● **TESTO FORNITO**:
▼

Lei, suo fratello, i suoi cugini, tutti lavorate in azienda. La seconda generazione che cosa ha portato ad Alì?

«Tante innovazioni, grandi e piccole. Gli scaffali neri per i banchi del fresco, che avevo visto in California e permettono di visualizzare meglio la freschezza dei prodotti. I banchi frigo chiusi per surgelati e latticini, che all’inizio venivano percepiti come una barriera ma poi sono stati compresi, perché garantiscono una conservazione migliore e minori consumi di energia. In generale abbiamo portato maggiore sensibilità a innovazione e ambiente. Quando vent’anni fa abbiamo iniziato a lavorare con i Comuni per piantare alberi, papà mi ha preso in giro per anni. Quando poi ci siamo riusciti, era molto contento. Da allora abbiamo fatto tanto. Ricopriamo le superfici con tavelle fotoattive, che attirano le polveri sottili e le eliminano. Ogni 14 metri quadri è come piantare un albero. Abbiamo lavorato molto anche sul coinvolgimento dei collaboratori».

In che modo?

«Nostro padre ha puntato sempre su ascolto e condivisione. Quando nel 1971 aprì il primo supermercato, aveva chiesto prestiti anche a uno zio monsignore, firmando tante cambiali. Chiamò a lavorare i fratelli e gli amici di Veggiano, il suo paese. La sera tornavano a casa insieme in furgone, e spesso si fermavano a cena. Parlavano sempre di lavoro. Partendo da questo base, abbiamo elaborato un codice etico che non fosse di facciata ma di sostanza. I ragazzi l’hanno accolto bene, perché aiuta a lavorare meglio. Una volta condivise le basi del lavoro, abbiamo potuto superare alcune rigidità nelle regole, facendo emergere la creatività dei collaboratori. Abbiamo scoperto di avere un artista in ogni negozio».

Il turnover è elevato?

«Era tra i più bassi d’Italia, poi il Covid ha cambiato un po’ le cose. I giovani sono più propensi a cambiare anche se ci dicono di essere dispiaciuti e non vanno alla concorrenza. Alcuni, poi, tornano. Il 18% dei collaboratori i è con noi da oltre vent’anni e il 96% ha contratti a tempo indeterminato».

In Veneto la concorrenza è fortissima, c’è un motivo?

«Forse il dinamismo del territorio. Lo chiamano il triangolo delle Bermuda dei supermercati, perché sono passate da qui tutte le catene internazionali, a partire dai discount».

▲

● **COMPITI ED ESERCIZI**:
1. Cita dall'intervista sui supermercati Alì il tratto che comincia con "Il turnover è" e si estende fino a "c’è un motivo?".
2. Prosegui l'intervista sui supermercati Alì a partire dall'ultima frase riportata.

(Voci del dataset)
▼

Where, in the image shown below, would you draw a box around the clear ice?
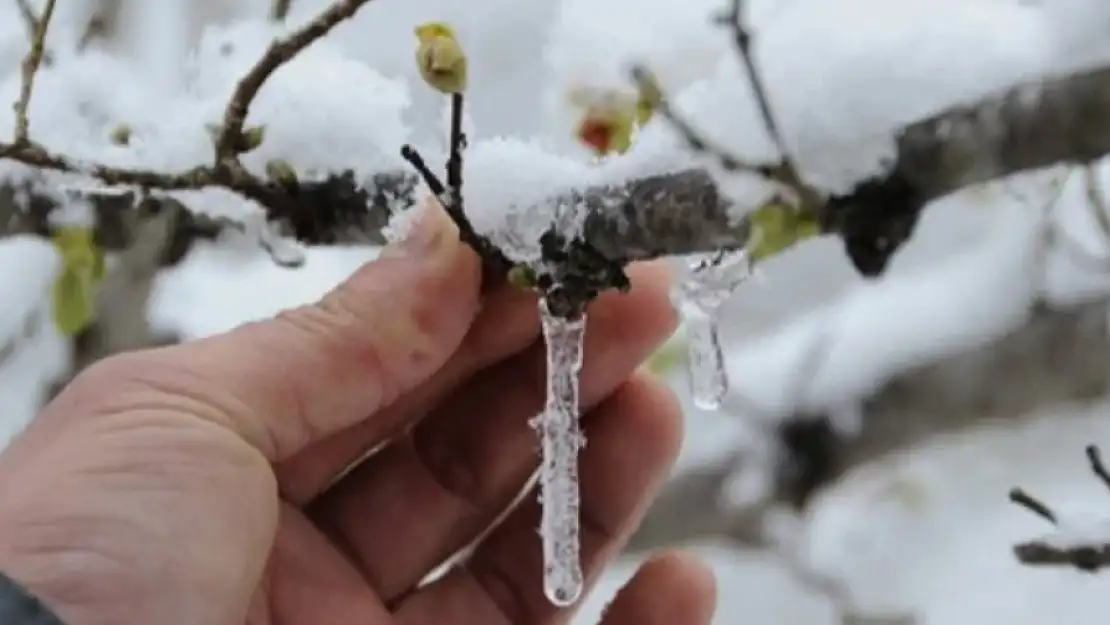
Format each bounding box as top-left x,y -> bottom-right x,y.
532,299 -> 586,607
675,250 -> 751,410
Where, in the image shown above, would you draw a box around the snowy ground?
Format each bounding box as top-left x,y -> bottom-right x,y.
0,0 -> 1110,625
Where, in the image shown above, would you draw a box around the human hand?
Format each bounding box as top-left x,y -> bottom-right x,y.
0,206 -> 715,625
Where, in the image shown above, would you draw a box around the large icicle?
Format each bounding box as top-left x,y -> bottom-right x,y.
675,250 -> 751,410
532,299 -> 586,606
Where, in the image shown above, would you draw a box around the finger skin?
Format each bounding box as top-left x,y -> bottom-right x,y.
311,265 -> 677,603
396,375 -> 682,625
599,552 -> 717,625
49,206 -> 481,462
275,262 -> 673,505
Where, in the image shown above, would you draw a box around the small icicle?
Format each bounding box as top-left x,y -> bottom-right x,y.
676,251 -> 751,410
532,299 -> 586,607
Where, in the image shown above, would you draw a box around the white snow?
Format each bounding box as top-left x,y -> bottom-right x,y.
0,0 -> 1110,625
531,299 -> 588,606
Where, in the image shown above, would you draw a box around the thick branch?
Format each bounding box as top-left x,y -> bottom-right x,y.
0,61 -> 1110,275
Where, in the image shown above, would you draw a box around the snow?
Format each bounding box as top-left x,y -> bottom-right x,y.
0,0 -> 1110,625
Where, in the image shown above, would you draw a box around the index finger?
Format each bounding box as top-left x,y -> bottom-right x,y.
61,205 -> 480,462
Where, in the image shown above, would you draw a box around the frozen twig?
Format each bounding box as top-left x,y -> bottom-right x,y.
1010,445 -> 1110,573
12,0 -> 57,145
215,0 -> 384,165
0,0 -> 1110,290
16,0 -> 39,39
632,301 -> 1110,550
270,0 -> 293,22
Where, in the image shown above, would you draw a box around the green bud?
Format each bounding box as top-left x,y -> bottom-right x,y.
109,123 -> 131,145
508,264 -> 536,291
266,159 -> 296,187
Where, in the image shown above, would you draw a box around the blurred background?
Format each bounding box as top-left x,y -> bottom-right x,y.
0,0 -> 1110,625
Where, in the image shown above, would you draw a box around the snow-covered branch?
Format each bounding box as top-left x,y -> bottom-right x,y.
633,302 -> 1110,550
0,0 -> 1110,290
1010,445 -> 1110,573
634,172 -> 1110,548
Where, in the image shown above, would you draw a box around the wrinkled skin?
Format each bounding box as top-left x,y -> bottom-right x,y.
0,206 -> 715,625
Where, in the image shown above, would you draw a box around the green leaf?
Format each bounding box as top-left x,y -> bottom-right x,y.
51,228 -> 107,336
646,339 -> 688,375
53,268 -> 97,336
748,202 -> 821,262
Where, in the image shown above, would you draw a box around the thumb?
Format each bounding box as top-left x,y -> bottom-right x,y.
78,203 -> 481,462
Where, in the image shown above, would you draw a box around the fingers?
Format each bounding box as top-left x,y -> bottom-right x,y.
599,552 -> 717,625
396,375 -> 682,625
301,268 -> 676,602
58,205 -> 480,462
276,263 -> 673,505
274,284 -> 539,505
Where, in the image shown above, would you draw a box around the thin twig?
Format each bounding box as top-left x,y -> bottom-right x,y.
12,0 -> 57,145
1010,445 -> 1110,573
270,0 -> 293,22
16,0 -> 39,39
1010,487 -> 1057,525
215,0 -> 381,169
401,93 -> 513,278
1086,445 -> 1110,497
630,65 -> 777,179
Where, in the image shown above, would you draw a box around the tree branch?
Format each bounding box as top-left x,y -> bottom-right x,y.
632,301 -> 1110,550
48,199 -> 188,401
1010,445 -> 1110,573
0,27 -> 1110,280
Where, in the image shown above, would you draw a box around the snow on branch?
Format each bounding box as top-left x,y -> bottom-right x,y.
0,0 -> 1110,306
633,179 -> 1110,548
1010,445 -> 1110,573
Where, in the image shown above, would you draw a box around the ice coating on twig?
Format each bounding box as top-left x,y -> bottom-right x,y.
532,299 -> 586,606
675,250 -> 751,410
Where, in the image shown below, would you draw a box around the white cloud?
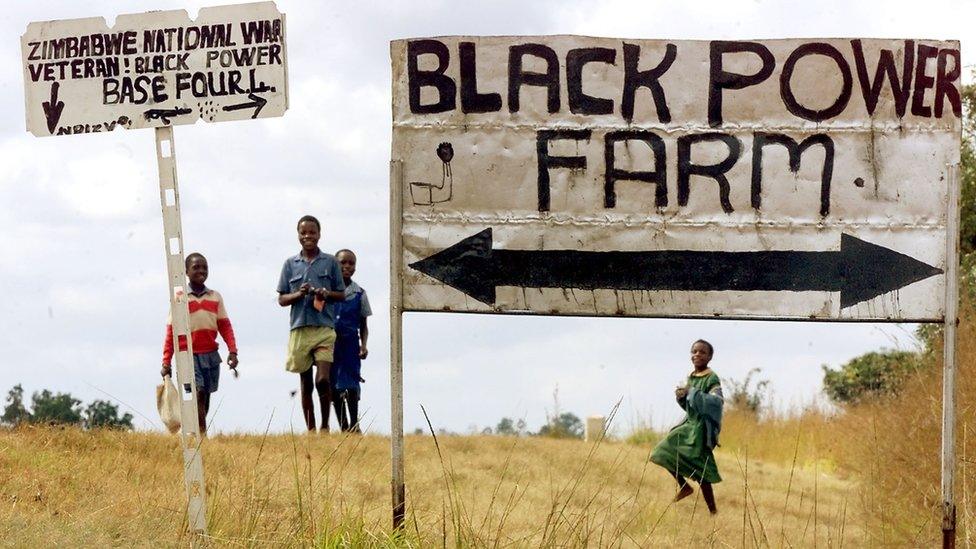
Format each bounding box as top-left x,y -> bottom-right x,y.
0,0 -> 960,431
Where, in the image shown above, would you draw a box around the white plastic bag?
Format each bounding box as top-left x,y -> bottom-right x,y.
156,376 -> 180,433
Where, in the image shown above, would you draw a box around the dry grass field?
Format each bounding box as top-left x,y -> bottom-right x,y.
0,422 -> 870,547
0,298 -> 976,547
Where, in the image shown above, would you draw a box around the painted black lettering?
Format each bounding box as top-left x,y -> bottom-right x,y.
912,44 -> 939,118
566,48 -> 617,114
407,40 -> 457,114
620,44 -> 678,123
678,132 -> 742,213
935,49 -> 962,118
851,40 -> 915,117
458,42 -> 502,112
536,130 -> 591,212
779,42 -> 854,122
508,44 -> 559,113
603,130 -> 668,208
752,133 -> 834,217
708,40 -> 776,128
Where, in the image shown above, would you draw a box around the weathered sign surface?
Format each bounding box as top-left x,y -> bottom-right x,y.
21,2 -> 288,137
391,36 -> 961,321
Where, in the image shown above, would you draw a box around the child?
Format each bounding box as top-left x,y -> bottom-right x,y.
332,250 -> 373,433
160,253 -> 237,436
278,215 -> 346,432
651,339 -> 724,515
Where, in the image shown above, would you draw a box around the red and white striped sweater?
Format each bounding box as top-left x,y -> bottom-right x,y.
163,288 -> 237,364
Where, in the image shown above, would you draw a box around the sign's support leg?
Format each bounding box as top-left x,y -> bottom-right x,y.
390,160 -> 407,529
942,164 -> 960,548
156,126 -> 207,534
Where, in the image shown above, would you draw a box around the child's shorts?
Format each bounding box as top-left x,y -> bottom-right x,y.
193,351 -> 221,393
285,326 -> 335,374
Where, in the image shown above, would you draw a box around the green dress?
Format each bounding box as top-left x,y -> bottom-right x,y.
651,370 -> 723,483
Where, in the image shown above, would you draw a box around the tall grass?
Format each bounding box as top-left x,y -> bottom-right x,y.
9,302 -> 976,547
0,416 -> 862,547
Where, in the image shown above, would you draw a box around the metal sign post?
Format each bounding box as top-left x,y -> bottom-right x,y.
942,164 -> 961,548
156,127 -> 207,534
390,160 -> 406,528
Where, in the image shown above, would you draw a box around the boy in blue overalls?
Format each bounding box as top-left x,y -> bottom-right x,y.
330,250 -> 373,433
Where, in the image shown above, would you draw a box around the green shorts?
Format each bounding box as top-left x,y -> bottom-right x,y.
285,326 -> 335,374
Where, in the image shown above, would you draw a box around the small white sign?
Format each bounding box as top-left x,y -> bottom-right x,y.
21,2 -> 288,137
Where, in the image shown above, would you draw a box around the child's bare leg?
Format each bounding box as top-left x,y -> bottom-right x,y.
332,391 -> 349,431
197,388 -> 210,437
346,391 -> 362,433
671,473 -> 695,501
312,360 -> 332,432
298,367 -> 315,431
699,481 -> 718,515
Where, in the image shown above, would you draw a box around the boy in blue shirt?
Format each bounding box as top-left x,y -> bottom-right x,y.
278,215 -> 346,432
332,250 -> 373,433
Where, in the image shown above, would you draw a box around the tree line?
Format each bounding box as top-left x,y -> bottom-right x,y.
0,383 -> 133,430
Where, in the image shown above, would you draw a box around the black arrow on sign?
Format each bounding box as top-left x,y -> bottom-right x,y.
41,82 -> 64,134
410,229 -> 942,307
223,93 -> 268,118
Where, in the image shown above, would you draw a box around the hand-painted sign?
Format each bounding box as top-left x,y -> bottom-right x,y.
391,36 -> 961,321
21,2 -> 288,137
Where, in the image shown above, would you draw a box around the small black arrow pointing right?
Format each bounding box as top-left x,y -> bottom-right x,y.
41,82 -> 64,135
223,93 -> 268,118
410,229 -> 942,308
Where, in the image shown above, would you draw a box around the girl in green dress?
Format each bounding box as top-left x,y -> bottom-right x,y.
651,339 -> 724,514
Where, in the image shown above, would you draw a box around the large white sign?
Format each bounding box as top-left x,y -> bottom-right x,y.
21,2 -> 288,137
391,36 -> 961,321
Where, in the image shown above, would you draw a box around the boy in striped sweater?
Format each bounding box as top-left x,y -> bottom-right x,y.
160,253 -> 237,436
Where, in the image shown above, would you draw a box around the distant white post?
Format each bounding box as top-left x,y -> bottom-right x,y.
156,126 -> 207,534
942,164 -> 960,547
390,160 -> 407,528
20,2 -> 288,533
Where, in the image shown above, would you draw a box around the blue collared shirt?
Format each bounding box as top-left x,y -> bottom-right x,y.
278,252 -> 346,330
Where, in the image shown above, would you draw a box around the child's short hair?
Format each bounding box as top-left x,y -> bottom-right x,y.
183,252 -> 207,269
295,215 -> 322,232
691,339 -> 715,358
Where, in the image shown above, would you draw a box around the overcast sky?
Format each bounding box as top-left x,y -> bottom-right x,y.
0,0 -> 964,432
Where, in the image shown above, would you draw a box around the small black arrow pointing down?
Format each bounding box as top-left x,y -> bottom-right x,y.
410,229 -> 942,308
41,82 -> 64,135
223,93 -> 268,118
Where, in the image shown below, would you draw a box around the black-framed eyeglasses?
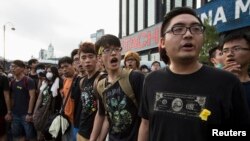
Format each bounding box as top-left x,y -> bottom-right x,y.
102,47 -> 122,54
222,47 -> 250,54
164,25 -> 205,35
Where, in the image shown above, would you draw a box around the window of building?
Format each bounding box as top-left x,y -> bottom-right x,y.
151,52 -> 161,61
122,0 -> 127,37
186,0 -> 193,7
166,0 -> 171,13
174,0 -> 182,7
129,0 -> 135,34
148,0 -> 155,26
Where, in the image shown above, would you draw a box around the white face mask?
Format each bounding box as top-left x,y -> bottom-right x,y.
46,72 -> 53,80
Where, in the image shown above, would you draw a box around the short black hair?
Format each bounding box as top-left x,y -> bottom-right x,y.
78,42 -> 97,55
28,59 -> 38,66
95,34 -> 121,55
36,63 -> 46,70
71,48 -> 79,60
159,7 -> 203,64
208,45 -> 221,59
151,61 -> 161,67
58,56 -> 73,68
12,60 -> 25,68
221,30 -> 250,48
140,64 -> 150,71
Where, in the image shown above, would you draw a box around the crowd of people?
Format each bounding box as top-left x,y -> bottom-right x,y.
0,7 -> 250,141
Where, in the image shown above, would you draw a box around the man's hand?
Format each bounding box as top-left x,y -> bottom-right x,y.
223,61 -> 241,76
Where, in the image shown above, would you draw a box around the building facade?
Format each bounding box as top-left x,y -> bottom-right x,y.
39,43 -> 55,60
119,0 -> 201,61
119,0 -> 250,61
90,29 -> 104,43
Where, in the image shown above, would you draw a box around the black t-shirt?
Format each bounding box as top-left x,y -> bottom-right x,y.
71,76 -> 82,128
79,72 -> 99,139
242,81 -> 250,110
139,66 -> 250,141
11,76 -> 35,115
28,73 -> 39,89
40,79 -> 62,113
100,71 -> 144,141
0,74 -> 10,116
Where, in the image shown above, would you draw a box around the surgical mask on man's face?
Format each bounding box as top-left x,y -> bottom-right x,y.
46,72 -> 53,80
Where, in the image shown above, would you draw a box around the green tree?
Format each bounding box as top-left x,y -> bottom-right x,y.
199,19 -> 219,63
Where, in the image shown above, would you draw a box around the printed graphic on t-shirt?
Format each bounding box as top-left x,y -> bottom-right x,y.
154,92 -> 206,117
81,85 -> 97,114
42,87 -> 49,105
106,87 -> 132,134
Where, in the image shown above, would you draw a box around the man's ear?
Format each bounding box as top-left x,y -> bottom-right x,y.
159,37 -> 165,48
210,58 -> 217,65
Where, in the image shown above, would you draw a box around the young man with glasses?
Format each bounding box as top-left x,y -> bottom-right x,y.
90,35 -> 144,141
208,46 -> 224,69
10,60 -> 36,141
222,31 -> 250,108
138,7 -> 250,141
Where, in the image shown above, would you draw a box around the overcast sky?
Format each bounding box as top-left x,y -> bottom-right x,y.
0,0 -> 119,61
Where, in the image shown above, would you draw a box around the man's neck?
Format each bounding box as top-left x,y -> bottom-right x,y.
238,66 -> 250,82
87,69 -> 97,79
16,73 -> 25,81
30,69 -> 36,75
169,61 -> 202,74
107,68 -> 122,83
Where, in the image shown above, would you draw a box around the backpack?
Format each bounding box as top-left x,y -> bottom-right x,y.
97,69 -> 138,108
10,76 -> 29,91
79,72 -> 107,95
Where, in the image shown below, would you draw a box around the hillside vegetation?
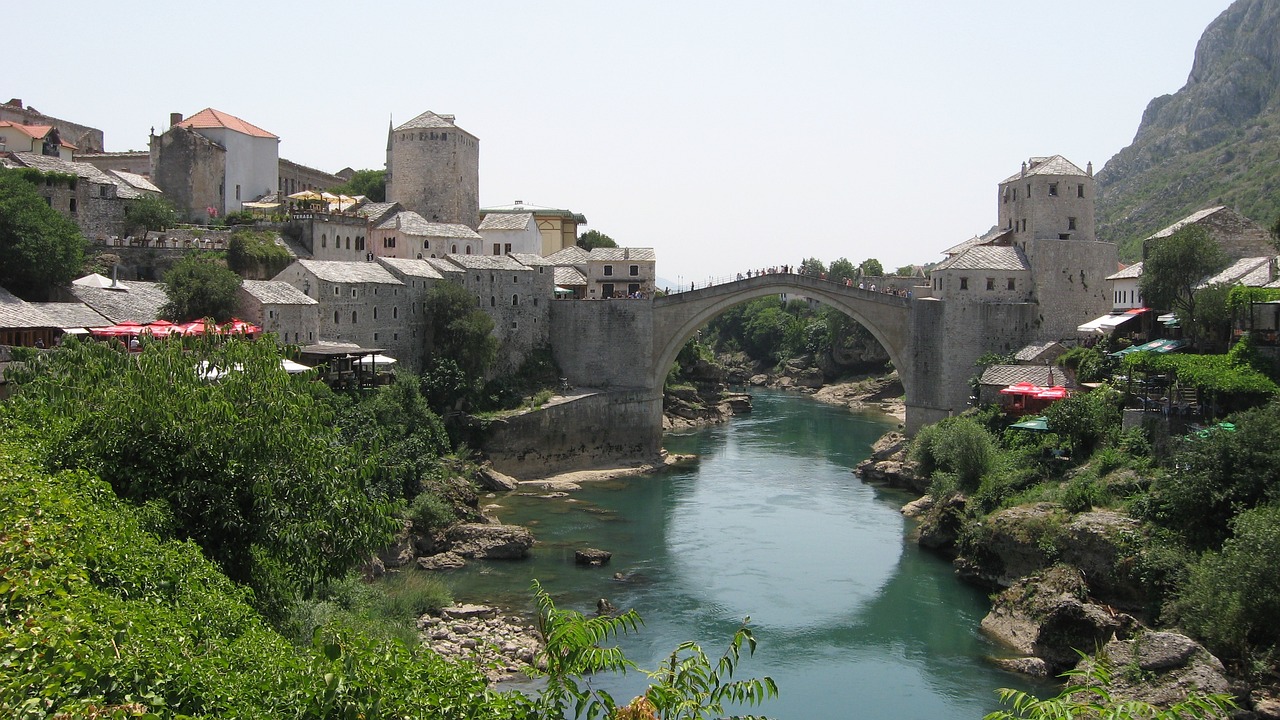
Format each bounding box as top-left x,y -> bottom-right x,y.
1097,0 -> 1280,261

▲

● **SOLUZIONI PROPOSTE**:
1.
Il turnover è elevato?

«Era tra i più bassi d’Italia, poi il Covid ha cambiato un po’ le cose. I giovani sono più propensi a cambiare anche se ci dicono di essere dispiaciuti e non vanno alla concorrenza. Alcuni, poi, tornano. Il 18% dei collaboratori i è con noi da oltre vent’anni e il 96% ha contratti a tempo indeterminato».

In Veneto la concorrenza è fortissima, c’è un motivo?

2.
I discount veneti sono i supermercati più redditizi d’Italia. Come competere?

«Puntando su qualità e servizio, e tenendo sotto controllo quello che fanno gli altri, per non andare fuori mercato».

Nell’ultimo report di Mediobanca la vostra redditività è lontana dalle migliori.

«I dati si riferiscono al 2022, quando abbiamo scelto di assorbire una parte dell’inflazione per proteggere i clienti. È stato il bilancio più brutto della nostra storia ma siamo riusciti a difendere le quote di mercato meglio della media. I dati del 2023, che approveremo a breve, mostreranno già un miglioramento».

Volete crescere ancora?

«In media apriamo 2-3 nuovi supermercati l’anno. Continueremo così. Quest’anno avremo due nuovi punti vendita, a Vicenza e Abano».

La società è poco indebitata. Pensate ad acquisizioni?

«Preferiamo crescere in modo magari lento ma ben ponderato. Abbiamo una buona massa critica, che ci permette di dire la nostra. L’obiettivo è continuare così».

Andrete in altre regioni?

«Siamo già in Emilia Romagna, al momento non andremo oltre. Per garantire la freschezza la regola è non allontanarci più di 120 chilometri dal magazzino centrale».

Con suo fratello e i suoi cugini avete mai pensato di vendere l’azienda?

«Nessuno di noi lo vuole. Siamo nati in questa azienda, siamo stati abituati a lavorare sempre e abbiamo un ottimo rapporto con i nostri collaboratori. Non c’è motivo per cambiare le cose. C’è spazio per crescere, coinvolgendo sempre più le nostre persone nei progetti e nella governance».